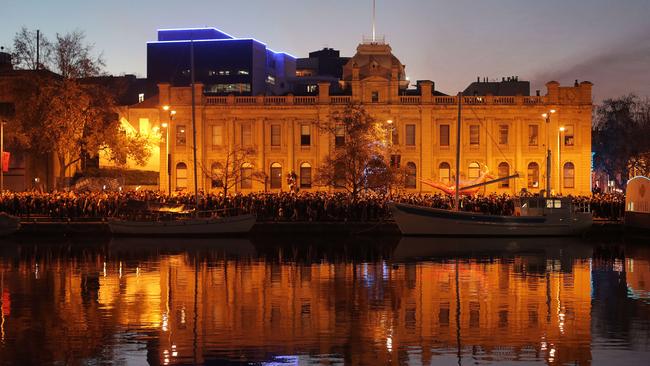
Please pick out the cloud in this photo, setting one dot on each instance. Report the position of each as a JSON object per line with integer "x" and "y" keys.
{"x": 619, "y": 69}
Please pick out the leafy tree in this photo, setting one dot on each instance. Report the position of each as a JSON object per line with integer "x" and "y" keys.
{"x": 359, "y": 155}
{"x": 60, "y": 115}
{"x": 621, "y": 137}
{"x": 228, "y": 171}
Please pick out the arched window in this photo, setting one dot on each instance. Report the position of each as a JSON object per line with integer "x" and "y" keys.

WHAT TO PRODUCE » All of the entries must be reproduced exactly, with no pictures kept.

EXPECTED ANSWER »
Please pick out the cloud in this photo, setting one dot on each instance. Report the position of each as a JSON object per line with integer "x" and "y" keys.
{"x": 619, "y": 69}
Please pick out the leafy tree in this photo, setting one dot on each instance. Report the position of each as a JSON object per line with integer "x" and "y" keys.
{"x": 359, "y": 155}
{"x": 60, "y": 115}
{"x": 621, "y": 137}
{"x": 228, "y": 171}
Please pick out the arched window in this photo, setting one dot on each instance. Report the position of each as a JSON object per line with integer "x" and "y" keys.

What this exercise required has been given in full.